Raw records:
************

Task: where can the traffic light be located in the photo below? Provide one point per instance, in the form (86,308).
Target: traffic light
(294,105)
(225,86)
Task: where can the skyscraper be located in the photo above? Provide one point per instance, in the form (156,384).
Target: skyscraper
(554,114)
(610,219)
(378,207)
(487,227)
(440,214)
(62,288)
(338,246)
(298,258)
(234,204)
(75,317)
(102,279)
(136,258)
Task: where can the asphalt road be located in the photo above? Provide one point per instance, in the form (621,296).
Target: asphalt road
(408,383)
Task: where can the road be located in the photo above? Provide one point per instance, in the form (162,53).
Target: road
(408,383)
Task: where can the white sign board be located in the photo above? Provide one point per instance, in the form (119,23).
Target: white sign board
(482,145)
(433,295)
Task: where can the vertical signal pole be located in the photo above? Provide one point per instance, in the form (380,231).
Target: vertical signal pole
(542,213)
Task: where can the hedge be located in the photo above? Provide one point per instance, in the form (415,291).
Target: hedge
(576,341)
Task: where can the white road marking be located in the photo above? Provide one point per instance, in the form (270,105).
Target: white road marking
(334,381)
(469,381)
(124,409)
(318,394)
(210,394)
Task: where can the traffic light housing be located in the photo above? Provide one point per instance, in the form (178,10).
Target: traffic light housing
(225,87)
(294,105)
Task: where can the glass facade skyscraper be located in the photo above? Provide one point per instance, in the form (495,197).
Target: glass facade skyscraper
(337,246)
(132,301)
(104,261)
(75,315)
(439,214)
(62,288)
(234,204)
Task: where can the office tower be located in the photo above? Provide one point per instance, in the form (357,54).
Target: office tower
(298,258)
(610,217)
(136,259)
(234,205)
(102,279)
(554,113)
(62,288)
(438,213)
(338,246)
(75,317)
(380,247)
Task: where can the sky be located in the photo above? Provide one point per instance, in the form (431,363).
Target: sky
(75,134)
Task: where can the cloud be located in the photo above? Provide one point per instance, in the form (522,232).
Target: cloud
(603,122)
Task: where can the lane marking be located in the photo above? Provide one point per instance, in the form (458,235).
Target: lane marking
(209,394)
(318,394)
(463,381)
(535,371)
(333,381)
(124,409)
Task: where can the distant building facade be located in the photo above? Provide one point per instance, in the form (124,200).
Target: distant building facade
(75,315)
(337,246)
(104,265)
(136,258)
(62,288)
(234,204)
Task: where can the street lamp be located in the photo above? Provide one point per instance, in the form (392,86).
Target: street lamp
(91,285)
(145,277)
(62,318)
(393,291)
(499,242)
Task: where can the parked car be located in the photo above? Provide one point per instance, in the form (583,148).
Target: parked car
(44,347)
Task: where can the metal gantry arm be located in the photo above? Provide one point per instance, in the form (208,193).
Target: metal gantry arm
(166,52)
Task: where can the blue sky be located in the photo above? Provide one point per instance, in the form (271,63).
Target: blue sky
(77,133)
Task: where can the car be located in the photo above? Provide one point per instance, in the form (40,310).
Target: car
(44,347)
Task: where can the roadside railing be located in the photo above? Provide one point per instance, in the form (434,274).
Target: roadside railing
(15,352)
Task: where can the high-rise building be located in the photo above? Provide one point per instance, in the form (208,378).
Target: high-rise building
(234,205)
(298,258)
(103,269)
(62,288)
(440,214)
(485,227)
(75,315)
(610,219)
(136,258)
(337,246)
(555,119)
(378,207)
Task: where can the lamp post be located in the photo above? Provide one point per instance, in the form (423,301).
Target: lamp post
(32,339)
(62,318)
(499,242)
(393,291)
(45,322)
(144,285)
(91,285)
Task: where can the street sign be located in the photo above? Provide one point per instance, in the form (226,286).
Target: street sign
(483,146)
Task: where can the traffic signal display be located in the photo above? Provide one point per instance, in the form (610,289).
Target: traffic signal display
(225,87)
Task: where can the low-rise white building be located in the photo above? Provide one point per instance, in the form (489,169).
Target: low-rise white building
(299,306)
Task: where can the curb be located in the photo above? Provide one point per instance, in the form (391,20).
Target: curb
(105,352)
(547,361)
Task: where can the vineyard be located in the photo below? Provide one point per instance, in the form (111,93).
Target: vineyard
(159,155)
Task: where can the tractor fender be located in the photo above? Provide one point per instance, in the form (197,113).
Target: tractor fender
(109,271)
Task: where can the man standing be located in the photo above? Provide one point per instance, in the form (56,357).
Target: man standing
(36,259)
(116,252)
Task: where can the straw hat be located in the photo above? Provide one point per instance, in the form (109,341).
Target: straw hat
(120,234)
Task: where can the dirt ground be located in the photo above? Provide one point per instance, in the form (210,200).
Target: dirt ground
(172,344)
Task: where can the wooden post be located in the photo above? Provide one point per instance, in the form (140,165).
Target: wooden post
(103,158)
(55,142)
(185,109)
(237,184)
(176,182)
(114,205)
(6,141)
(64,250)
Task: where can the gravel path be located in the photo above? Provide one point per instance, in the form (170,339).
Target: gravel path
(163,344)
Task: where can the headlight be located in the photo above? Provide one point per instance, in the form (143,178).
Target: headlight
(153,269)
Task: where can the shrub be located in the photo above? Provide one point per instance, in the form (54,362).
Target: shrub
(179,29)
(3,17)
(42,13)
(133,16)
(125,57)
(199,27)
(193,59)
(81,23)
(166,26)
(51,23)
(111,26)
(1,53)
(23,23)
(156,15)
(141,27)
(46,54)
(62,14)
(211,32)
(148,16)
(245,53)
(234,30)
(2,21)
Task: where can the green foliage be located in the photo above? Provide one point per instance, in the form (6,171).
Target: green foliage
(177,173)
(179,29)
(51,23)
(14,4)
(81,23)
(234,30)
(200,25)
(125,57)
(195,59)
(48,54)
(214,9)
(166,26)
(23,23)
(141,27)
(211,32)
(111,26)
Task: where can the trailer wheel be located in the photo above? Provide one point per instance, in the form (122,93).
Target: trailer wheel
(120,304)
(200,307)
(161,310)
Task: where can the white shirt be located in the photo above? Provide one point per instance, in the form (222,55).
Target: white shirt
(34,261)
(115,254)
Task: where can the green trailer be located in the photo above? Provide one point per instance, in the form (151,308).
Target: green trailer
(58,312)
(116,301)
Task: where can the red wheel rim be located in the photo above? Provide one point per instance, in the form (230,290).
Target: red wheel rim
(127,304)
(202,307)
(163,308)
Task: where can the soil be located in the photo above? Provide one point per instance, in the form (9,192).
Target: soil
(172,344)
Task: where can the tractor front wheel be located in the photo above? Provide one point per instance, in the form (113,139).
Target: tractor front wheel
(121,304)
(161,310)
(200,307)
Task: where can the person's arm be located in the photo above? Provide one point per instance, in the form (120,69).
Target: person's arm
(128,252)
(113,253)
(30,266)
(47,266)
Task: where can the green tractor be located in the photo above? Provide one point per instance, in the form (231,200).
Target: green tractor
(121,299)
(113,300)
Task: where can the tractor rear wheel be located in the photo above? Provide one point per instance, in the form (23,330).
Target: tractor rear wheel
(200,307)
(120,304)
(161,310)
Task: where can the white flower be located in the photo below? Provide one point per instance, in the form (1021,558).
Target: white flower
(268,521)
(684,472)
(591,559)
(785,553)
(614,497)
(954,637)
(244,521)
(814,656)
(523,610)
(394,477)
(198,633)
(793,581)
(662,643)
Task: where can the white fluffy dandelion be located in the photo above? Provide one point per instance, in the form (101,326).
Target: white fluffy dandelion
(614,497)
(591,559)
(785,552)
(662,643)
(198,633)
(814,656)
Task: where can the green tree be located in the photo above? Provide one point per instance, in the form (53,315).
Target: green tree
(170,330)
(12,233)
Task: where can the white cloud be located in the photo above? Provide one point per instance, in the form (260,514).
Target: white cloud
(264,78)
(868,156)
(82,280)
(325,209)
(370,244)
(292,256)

************

EXERCISE: Make an exact copy of the listing, including every line.

RESULT OF THE EXERCISE:
Task: where can the traffic light be located in the photo below? Provide one point per instance, in the form (86,308).
Target: traffic light
(294,105)
(225,86)
Task: where can the skyscraper be located in the photo above? Provide one point per instance, in the form (156,384).
Target: skyscraper
(554,114)
(610,219)
(378,207)
(487,227)
(440,214)
(62,288)
(338,246)
(298,258)
(234,204)
(75,317)
(102,279)
(136,258)
Task: where can the asphalt road be located in the photo above? Provide one point per instance, in the form (621,296).
Target: asphalt road
(408,383)
Task: where can the road be located in the photo above? Provide one point per instance, in the form (162,53).
Target: road
(408,383)
Task: where can the white sign board be located in the photo above? Provide one point per instance, in the form (119,23).
Target: white sign board
(482,145)
(433,295)
Task: where can the vertical signal pole be located in the photo above? Provide one point per instance, in the form (380,231).
Target: vertical signal pole
(542,213)
Task: where can the hedge be located in the photo above? Provide one point per instance, in the form (415,291).
Target: hedge
(576,341)
Task: where can the white road marking be located in the photo above? Provide one point per instance, in the form (270,105).
Target: white road marking
(334,381)
(469,381)
(124,409)
(318,394)
(210,394)
Task: where can the traffic light housing be located in the photo above? Provide one point per instance, in the form (178,10).
Target: traffic light housing
(225,87)
(294,105)
Task: where can the glass facade skyscraper be located in the photo above? Provide one point per instance, in the form (495,197).
Target: glass facade skyscraper
(337,246)
(132,301)
(104,261)
(75,315)
(439,214)
(62,288)
(234,204)
Task: where can the office tower be located in the photo above? Provide one point per instance, in the form (357,54).
Target: office tower
(298,258)
(610,217)
(136,259)
(234,205)
(102,279)
(554,113)
(62,288)
(438,213)
(338,246)
(75,317)
(380,247)
Task: where can the sky be located in the photo above? Provide one point per instance, in the form (431,363).
Target: sky
(75,134)
Task: where can the cloud be located in the photo above? Provide one point per instance, in the form (522,232).
Target: cloud
(603,122)
Task: where can the lane marking be located in the photo above? Provide one point per instance, in the form (458,235).
Target: lane marking
(209,394)
(318,394)
(463,381)
(535,371)
(333,381)
(124,409)
Task: where can the distant building facade be located in the photo above? Provide one point per instance, in the form (124,200).
Target: distant building facade
(75,315)
(337,246)
(104,265)
(136,258)
(62,288)
(234,204)
Task: where can the street lamp be located in the photo above? Provide one point per instance, in the form (392,86).
Target: street lamp
(91,285)
(145,277)
(62,318)
(393,291)
(499,242)
Task: where can the parked car be located in the photo above? Provide one point per instance, in the form (583,148).
Target: parked car
(44,347)
Task: where can the metal gantry arm be located in the photo above? Provide one point per instance, in the form (208,193).
Target: metal gantry arm
(166,52)
Task: where can the blue sky be located in the photo above? Provide one point per instance, in the form (271,63).
Target: blue sky
(77,133)
Task: where can the car be located in the photo above? Provide one point per instance, in the form (40,310).
Target: car
(44,347)
Task: where can the roadside railing be located in the photo above? Provide one point per instance, in the form (434,274).
Target: roadside railing
(15,352)
Task: where can the high-rise building be located in the photo above? Provide one point per instance, in the form (208,378).
Target: high-rise building
(234,205)
(298,258)
(103,269)
(62,288)
(440,214)
(485,227)
(75,315)
(610,219)
(136,258)
(337,246)
(555,119)
(378,207)
Task: where can the lamp post be located in the photo above? Provide one point per instance, in the form (423,301).
Target: lamp post
(32,339)
(62,318)
(499,242)
(393,291)
(45,322)
(144,285)
(91,285)
Task: where can the street sign be located in the photo above? Provide one point per instance, in the form (226,286).
Target: street sign
(483,146)
Task: where can the traffic signal display be located in the photo above? Provide one point per instance, in the form (610,289).
Target: traffic signal display
(225,87)
Task: where can the low-rise white building be located in the photo above? Provide one point per instance, in the form (489,169).
Target: low-rise white building
(299,306)
Task: where can the curb be located in the photo above? Provide one point per instance, in the form (391,20).
Target: curb
(105,352)
(547,361)
Task: where can the vineyard be located in the photo below? Provide one point per instance, in the form (111,93).
Target: vineyard
(159,155)
Task: where can the tractor fender be located in the photo above? Provide one point per instance, in the form (197,113).
Target: tractor fender
(109,271)
Task: where can the man standing be located in the photo above? Provide one point per instance, in the form (56,357).
Target: man standing
(36,259)
(116,252)
Task: where can the straw hat be located in the photo above? Provide one point per instance, in the form (109,341).
Target: straw hat
(120,234)
Task: where can the dirt ground be located in the photo above? Provide one point per instance, in the form (210,200).
Target: dirt ground
(172,344)
Task: where can the wooden post be located in the photo above? Provide one point per instance, in the form (140,165).
Target: wooden post
(103,158)
(55,142)
(185,109)
(237,184)
(176,182)
(114,205)
(6,141)
(64,250)
Task: where can the gravel path be located in the photo above? Provide one point per instance, in the form (170,339).
Target: gravel path
(163,344)
Task: where can the headlight be located in the photo above? Provide one point per instance, in the form (143,178).
Target: headlight
(153,269)
Task: where can the shrub be located in the photo above? Provide one point per instance, in the form (54,362).
Target: shrub
(179,29)
(3,17)
(42,13)
(133,16)
(125,57)
(199,27)
(193,59)
(81,23)
(166,26)
(51,23)
(111,26)
(1,53)
(23,23)
(156,15)
(141,27)
(46,54)
(62,14)
(211,32)
(148,16)
(245,53)
(234,30)
(2,21)
Task: where can the green foliage be located in the photo above? Provide one point per instance, in the form (6,171).
Target: green foliage
(177,173)
(179,29)
(51,23)
(14,4)
(81,23)
(234,30)
(200,25)
(125,57)
(195,59)
(48,54)
(214,9)
(166,26)
(23,23)
(141,27)
(211,32)
(111,26)
Task: where can the trailer wheel be located in the photo above? Provide one point per instance, in the form (122,93).
Target: trailer wheel
(120,304)
(200,307)
(161,310)
Task: where can the white shirt be located in the photo above? Provide one point per instance, in the form (222,55).
Target: white shirt
(34,261)
(115,254)
Task: where can the green trailer be located in the photo above? Provide one point per instance, in the form (151,308).
Target: green trailer
(58,312)
(116,301)
Task: where can the red wheel rim be located in the photo above? Provide one point per instance, in the form (230,290).
Target: red wheel rim
(127,304)
(202,307)
(163,308)
Task: where can the soil be located in the photo above? Provide one point per instance, in the form (9,192).
Target: soil
(172,344)
Task: where can the tractor front wheel be located in the photo above? Provide one point per instance, in the form (113,139).
Target: tractor front wheel
(121,304)
(161,310)
(200,307)
Task: where can the person's arm be located in the photo above? Provide one point per instance, in the form (120,69).
Target: person's arm
(128,252)
(113,253)
(30,266)
(47,266)
Task: where can the green tractor be located in the photo above? Provide one point per instance, in the form (231,200).
Target: green tractor
(121,299)
(113,300)
Task: where can the tractor rear wheel be located in the photo above? Provide one point per instance, in the form (23,330).
Target: tractor rear wheel
(200,307)
(120,304)
(161,310)
Task: where can the white flower be located in the photo below? Provide one point per instance, in the form (1021,558).
Target: white flower
(268,521)
(684,472)
(591,559)
(785,553)
(614,497)
(954,637)
(244,521)
(814,656)
(523,610)
(394,477)
(198,633)
(793,581)
(662,643)
Task: where can the white fluffy dandelion be located in the photo above? Provide one point per instance, in the form (101,326).
Target: white fluffy dandelion
(614,497)
(591,559)
(785,552)
(662,643)
(198,633)
(814,656)
Task: where can the green tree be located in the photo above? Provide one point per instance, in the form (53,315).
Target: green tree
(170,330)
(12,233)
Task: where can the white cloud be located in the photo above? Provide one point per instance, in the form (260,514).
Target: white cloud
(264,78)
(868,156)
(82,280)
(325,209)
(370,244)
(292,256)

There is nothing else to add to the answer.